◆ PROVIDED MATERIAL
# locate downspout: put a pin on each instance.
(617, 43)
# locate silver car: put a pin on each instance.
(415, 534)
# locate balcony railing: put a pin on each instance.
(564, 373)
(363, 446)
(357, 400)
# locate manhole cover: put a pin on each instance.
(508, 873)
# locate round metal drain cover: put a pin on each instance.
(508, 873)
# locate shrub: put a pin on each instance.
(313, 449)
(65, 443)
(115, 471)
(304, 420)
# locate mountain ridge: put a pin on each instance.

* * *

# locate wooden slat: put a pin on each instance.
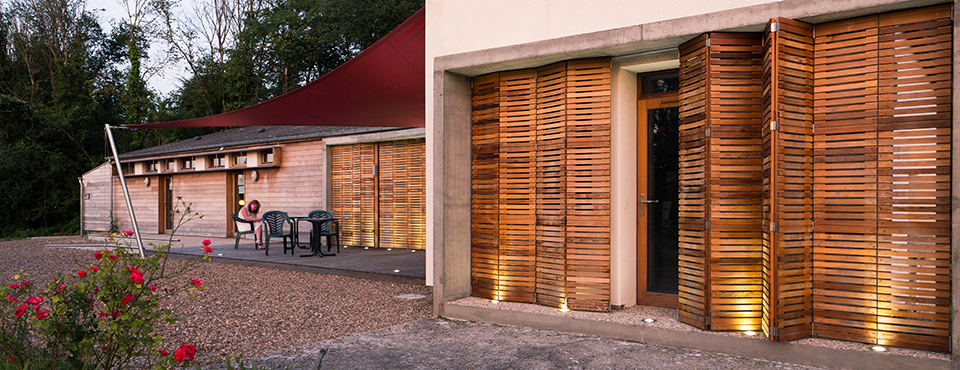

◆ TASK TO COMPLETE
Convert the lines in the entries above, from the line containing "# locate shrub: put a pin on each instance." up to and including the line containing "# locate mountain", into a Markdown table with the columns Row and Line. Number each line and omit any blank lines.

◆ SOLVED EXERCISE
| Row | Line |
|---|---|
| 1 | # locate shrub: put a pin on each instance. |
| 2 | (313, 449) |
| 3 | (65, 443) |
| 4 | (115, 471) |
| 5 | (304, 420) |
| 6 | # locate mountain ridge: put a pin on each instance. |